▶ **What is needed**:
Give the entries back exactly, dropping each image.

[Excerpts of bounding box data]
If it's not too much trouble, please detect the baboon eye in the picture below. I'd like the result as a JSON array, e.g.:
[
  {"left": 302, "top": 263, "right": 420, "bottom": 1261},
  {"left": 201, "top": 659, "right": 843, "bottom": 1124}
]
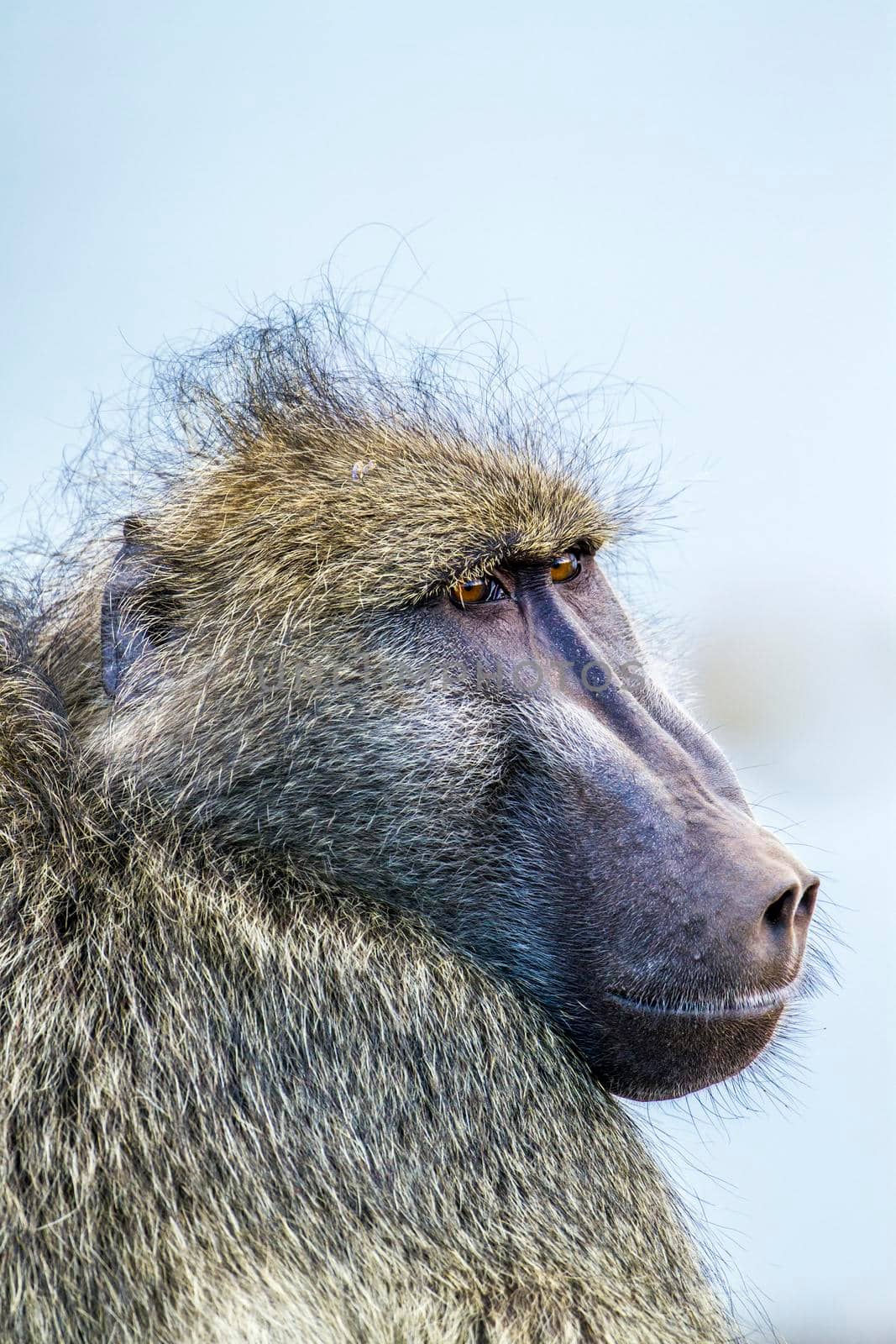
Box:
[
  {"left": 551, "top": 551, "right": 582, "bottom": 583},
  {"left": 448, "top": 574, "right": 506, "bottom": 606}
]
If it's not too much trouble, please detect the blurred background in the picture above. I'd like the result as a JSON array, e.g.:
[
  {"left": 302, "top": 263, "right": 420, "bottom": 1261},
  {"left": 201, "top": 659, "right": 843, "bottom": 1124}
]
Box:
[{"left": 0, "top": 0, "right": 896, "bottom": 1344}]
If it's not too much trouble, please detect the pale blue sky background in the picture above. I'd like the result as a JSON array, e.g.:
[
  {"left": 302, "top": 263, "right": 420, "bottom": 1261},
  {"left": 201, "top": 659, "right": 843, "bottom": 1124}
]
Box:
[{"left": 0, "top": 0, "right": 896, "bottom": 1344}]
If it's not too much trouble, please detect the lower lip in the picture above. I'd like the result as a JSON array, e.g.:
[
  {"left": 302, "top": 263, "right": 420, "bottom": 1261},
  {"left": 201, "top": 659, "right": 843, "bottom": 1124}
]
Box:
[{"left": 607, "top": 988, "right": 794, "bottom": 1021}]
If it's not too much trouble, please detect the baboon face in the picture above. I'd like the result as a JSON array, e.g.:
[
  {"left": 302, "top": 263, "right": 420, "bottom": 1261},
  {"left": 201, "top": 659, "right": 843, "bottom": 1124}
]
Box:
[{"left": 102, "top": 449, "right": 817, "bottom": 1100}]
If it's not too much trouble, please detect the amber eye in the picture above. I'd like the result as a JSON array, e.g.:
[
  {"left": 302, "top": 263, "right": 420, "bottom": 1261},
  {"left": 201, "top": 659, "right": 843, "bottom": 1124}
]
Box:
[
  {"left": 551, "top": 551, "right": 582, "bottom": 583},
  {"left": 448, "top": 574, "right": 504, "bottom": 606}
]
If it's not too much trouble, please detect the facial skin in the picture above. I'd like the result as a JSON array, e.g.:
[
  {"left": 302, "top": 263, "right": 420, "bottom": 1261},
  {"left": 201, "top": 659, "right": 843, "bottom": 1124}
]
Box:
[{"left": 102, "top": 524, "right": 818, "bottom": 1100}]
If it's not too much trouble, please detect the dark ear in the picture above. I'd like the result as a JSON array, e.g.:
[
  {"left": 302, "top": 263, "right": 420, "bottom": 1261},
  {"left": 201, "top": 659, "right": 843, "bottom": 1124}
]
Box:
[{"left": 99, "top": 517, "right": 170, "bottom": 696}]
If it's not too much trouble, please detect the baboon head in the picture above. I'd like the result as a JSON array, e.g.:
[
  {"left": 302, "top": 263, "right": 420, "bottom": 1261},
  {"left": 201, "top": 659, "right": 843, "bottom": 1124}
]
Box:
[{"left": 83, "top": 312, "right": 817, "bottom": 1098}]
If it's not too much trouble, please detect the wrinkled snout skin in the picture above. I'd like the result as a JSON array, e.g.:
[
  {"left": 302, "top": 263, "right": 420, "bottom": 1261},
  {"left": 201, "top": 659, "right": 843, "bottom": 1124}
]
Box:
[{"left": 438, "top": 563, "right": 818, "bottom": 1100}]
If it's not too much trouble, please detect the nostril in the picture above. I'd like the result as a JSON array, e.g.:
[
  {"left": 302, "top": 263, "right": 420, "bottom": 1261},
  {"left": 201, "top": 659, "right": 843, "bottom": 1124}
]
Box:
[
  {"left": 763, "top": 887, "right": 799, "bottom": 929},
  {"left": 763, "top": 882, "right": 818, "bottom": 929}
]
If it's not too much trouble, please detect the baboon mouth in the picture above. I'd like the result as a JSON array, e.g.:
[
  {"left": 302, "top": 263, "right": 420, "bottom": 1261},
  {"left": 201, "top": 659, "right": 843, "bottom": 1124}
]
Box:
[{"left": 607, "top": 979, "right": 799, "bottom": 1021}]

▶ **Completed task**:
If it's not too much trouble, please detect the baboon eye in the picture below. I'd like the result as a JSON array, e.g.:
[
  {"left": 302, "top": 263, "right": 420, "bottom": 1261},
  {"left": 201, "top": 659, "right": 843, "bottom": 1124}
]
Box:
[
  {"left": 551, "top": 551, "right": 582, "bottom": 583},
  {"left": 448, "top": 574, "right": 506, "bottom": 606}
]
If it's not too much trouble, please detect the blurred background in the picture above. I'd like the result as a JSON array, e.g.:
[
  {"left": 302, "top": 263, "right": 420, "bottom": 1261},
  {"left": 201, "top": 659, "right": 843, "bottom": 1124}
]
Box:
[{"left": 0, "top": 0, "right": 896, "bottom": 1344}]
If it's not too much trouble, please detect the pale blue sky background in the picture above. I'd like the result as a JSON array, e.g.:
[
  {"left": 302, "top": 263, "right": 420, "bottom": 1261},
  {"left": 201, "top": 659, "right": 843, "bottom": 1124}
]
Box:
[{"left": 0, "top": 0, "right": 896, "bottom": 1344}]
If it's not too much trouble, please detect the lower lip in the picture above. I'd like the result as a JSON array, e.g.:
[
  {"left": 302, "top": 263, "right": 420, "bottom": 1261},
  {"left": 201, "top": 659, "right": 843, "bottom": 1124}
]
Box:
[{"left": 607, "top": 988, "right": 794, "bottom": 1021}]
If it's not too much trouble, please detect the baboon face in the picture above. I'd like the result as a JSON array, e.g.:
[
  {"left": 302, "top": 263, "right": 420, "bottom": 1261},
  {"left": 201, "top": 659, "right": 843, "bottom": 1124}
]
Box:
[{"left": 102, "top": 449, "right": 817, "bottom": 1100}]
If it's not too much trouble, please detect the amber eye in the picture above. I'd like the result as a JSON array, e.g.:
[
  {"left": 302, "top": 263, "right": 420, "bottom": 1261},
  {"left": 201, "top": 659, "right": 843, "bottom": 1124}
]
Box:
[
  {"left": 551, "top": 551, "right": 582, "bottom": 583},
  {"left": 448, "top": 574, "right": 504, "bottom": 606}
]
If it's not too much trouble, please detect the facial skin in the picture above. I'd like the result as a JSON array, e.g.:
[
  {"left": 302, "top": 263, "right": 420, "bottom": 1261},
  {"left": 201, "top": 659, "right": 843, "bottom": 1124}
]
Box:
[{"left": 102, "top": 524, "right": 818, "bottom": 1100}]
If it's not too much trouble, please detect the dark ear in the picture above. I'd like the result as a JSON array, e.g.:
[
  {"left": 302, "top": 263, "right": 420, "bottom": 1261},
  {"left": 201, "top": 659, "right": 843, "bottom": 1124}
]
Box:
[{"left": 99, "top": 517, "right": 170, "bottom": 696}]
If it's not too much trouble, please detect the baboon head in the picture above. I'd like the result as a JSON array, e.g.:
[
  {"left": 302, "top": 263, "right": 420, "bottom": 1261},
  {"left": 201, "top": 659, "right": 843, "bottom": 1124}
]
Box:
[{"left": 83, "top": 312, "right": 817, "bottom": 1098}]
If it's not too much trouble, please detect the wrinkled snout skin in the picture above. I'd like the result as a JSON array, e.g.:
[
  {"left": 302, "top": 263, "right": 420, "bottom": 1261},
  {"left": 201, "top": 659, "right": 843, "bottom": 1124}
]
Box:
[{"left": 438, "top": 563, "right": 818, "bottom": 1100}]
If it's not too much trouble, please detect the nostril in the picture above. I'd like the result as a JSON array, e.g.:
[
  {"left": 302, "top": 263, "right": 420, "bottom": 1261},
  {"left": 201, "top": 659, "right": 843, "bottom": 1124}
]
Box:
[
  {"left": 763, "top": 887, "right": 799, "bottom": 929},
  {"left": 763, "top": 882, "right": 818, "bottom": 929}
]
If it's not too much trouble, please detect the baboon mouth in the picture above. I'd like the result as a JSON array, e.g.:
[
  {"left": 302, "top": 263, "right": 420, "bottom": 1261},
  {"left": 201, "top": 659, "right": 843, "bottom": 1124}
]
Box:
[{"left": 607, "top": 979, "right": 799, "bottom": 1021}]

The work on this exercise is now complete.